DOCUMENT PASSAGE:
───
From the Women’s Prize Archives.
We caught up with the amazing Helen Marriage, the artistic director who is currently producing the Processions march commemorating 100 years of women’s suffrage, to ask her for her favourite books by women. Read on to find out about Helen’s love for Virginia Woolf, Ursula le Guin and more.
Processions is taking place this Sunday, when tens of thousands of women will take to the streets in London, Edinburgh, Belfast and Cardiff, dressed in the suffragette colours of white, purple and green.
It’s so very very hard to choose. There are all the wonderful candidates – Jane Austen, Chimamanda Ngozi Adichie, Sarah Paretsky, Alice Walker, George Eliot, Toni Morrison, the Brontës, Zadie Smith, Arundhati Roy… I wish I were allowed 100 choices. But if forced to choose it would have to be:
I first read Mrs Dalloway when I was seventeen and realised I’d never be a writer because VW had already done it all. From the opening sentence to the last, it’s the most perfectly crafted picture of a fractured society surfing on the thinnest veneer of civility. It’s cinematic in scope; passionate in an understated and intrinsically English way, and beautifully written.
Winterson’s tale of a soldier who falls for the lovely Villanelle describes a fantastical journey from Moscow to Venice with the Napoleonic Wars raging in the background. The young man, who starts the novel dreaming of becoming a drummer but can only serve as his Emperor’s chicken chef, ends the novel imprisoned for cutting out his lover’s heart. There is no way that any brief summary can explain the twists of this extraordinary novel’s plot, nor attempt to conjure up the magical atmosphere that pervades its multi-layered storylines. Each time I read it, I disappear into its strange and exotic byways emerging blinking into the harsh sunlight of today’s real world. “I’m telling you stories”, says Winterson, “Trust me.”
This is the perfect novel combining love, loss, humour, fear and a deep understanding of the natural world. It has a marvellous evolving structure with the stories of its three women protagonists intertwining in unexpected ways as the novel develops. Kingsolver, a former biologist and journalist, moves effortlessly between descriptions of the exterior surroundings of her characters and their interior lives. Set in the Southern Appalachian Mountains, Kingsolver weaves a rich and subtle tapestry, drawing out the threads of the lives of generation after generation of a farming community working its tiny patch of land under the all-pervasive influence of the looming mountain wilderness that surrounds it.
───
CHECK YOUR UNDERSTANDING:
1) In the piece on Helen Marriage's favorite books, rewrite the paragraph beginning "This is the perfect novel" as a short bulleted list that keeps its main facts.
2) Transcribe the part of the piece on Helen Marriage's favorite books between "Processions is taking" and "purple and green.", inclusive.
3) Go on with the piece on Helen Marriage's favorite books, picking up after its last sentence.

PROVIDED DATA:
───
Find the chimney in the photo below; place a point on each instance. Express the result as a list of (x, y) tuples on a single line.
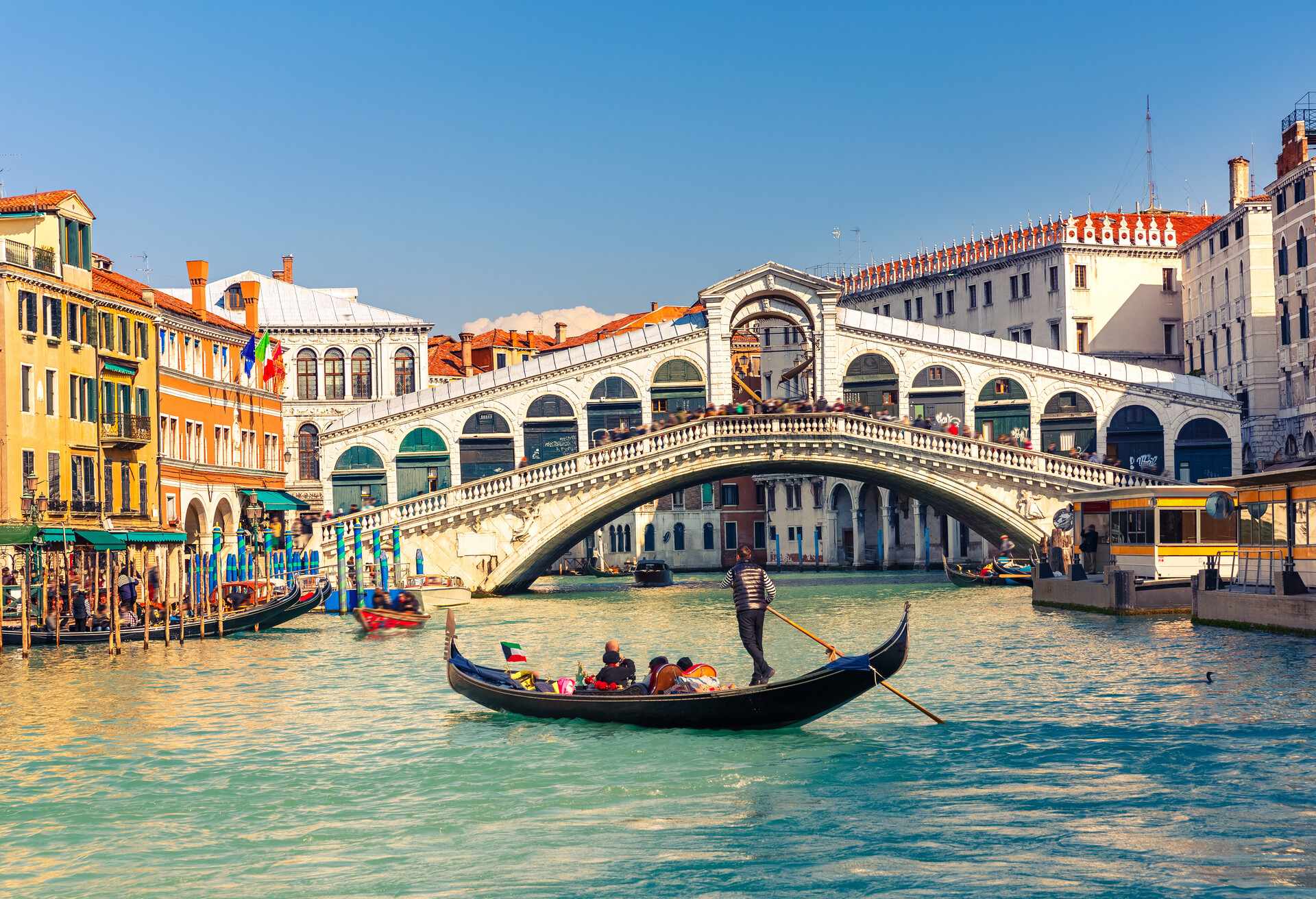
───
RESPONSES BY TASK:
1)
- A novel combining love, loss, humor, fear and a deep understanding of the natural world
- Its structure evolves as the stories of its three women protagonists intertwine in unexpected ways
- Kingsolver, a former biologist and journalist, moves easily between her characters' outer surroundings and their inner lives
- It is set in the Southern Appalachian Mountains
- It follows generation after generation of a farming community working a tiny patch of land under the influence of the mountain wilderness around it

2)
Processions is taking place this Sunday, when tens of thousands of women will take to the streets in London, Edinburgh, Belfast and Cardiff, dressed in the suffragette colours of white, purple and green.

3)
I read Ursula Le Guin’s Earthsea trilogy as a child and loved it. I went on to read Tolkien, Clarke, Mieville, but I’ve only recently discovered The Left Hand of Darkness which is Le Guin’s 1969 science-fiction classic set on the planet of Gethen. Like Kingsolver, Le Guin was interested in the twin themes of feminism and the environment. In The Left Hand of Darkness, the inhabitants of Gethen are ambisexual humans only adopting sexual attributes once a month During this period they become sexually male or female depending on context and relationships. This absence of fixed gender characteristics allows Le Guin to create a society without the pressure of sexuality and interestingly, without war. On Gethen, every individual takes part in the “burden and privilege” of raising children, and rape and seduction are almost absent. At the core of the novel is Le Guin’s description of an 80-day impossible journey across a frozen ice-sheet. It’s one of the most extraordinary pieces of sustained suspense I’ve ever read.
And finally, the apparently slight, utterly transforming book by Tove Jansson – more famous for her children’s books about the Moomins. Jansson and her partner spent their summers on remote Finnish islands where she did much of her writing. The Summer Book describes a glorious summer spent on such an island by a grandmother and her granddaughter, whose mother has recently died. In a delicate jewel of a book, Jansson effortlessly lets her narrative glide over the big themes of life and death as the grandmother and child adventure, fight, build stuff, swim, sleep and grieve. It is as if, as one critic said: ‘Her writing is all magical deception, her sentences simple and loaded; the novel reads like looking through clear water and seeing, suddenly, the depth.”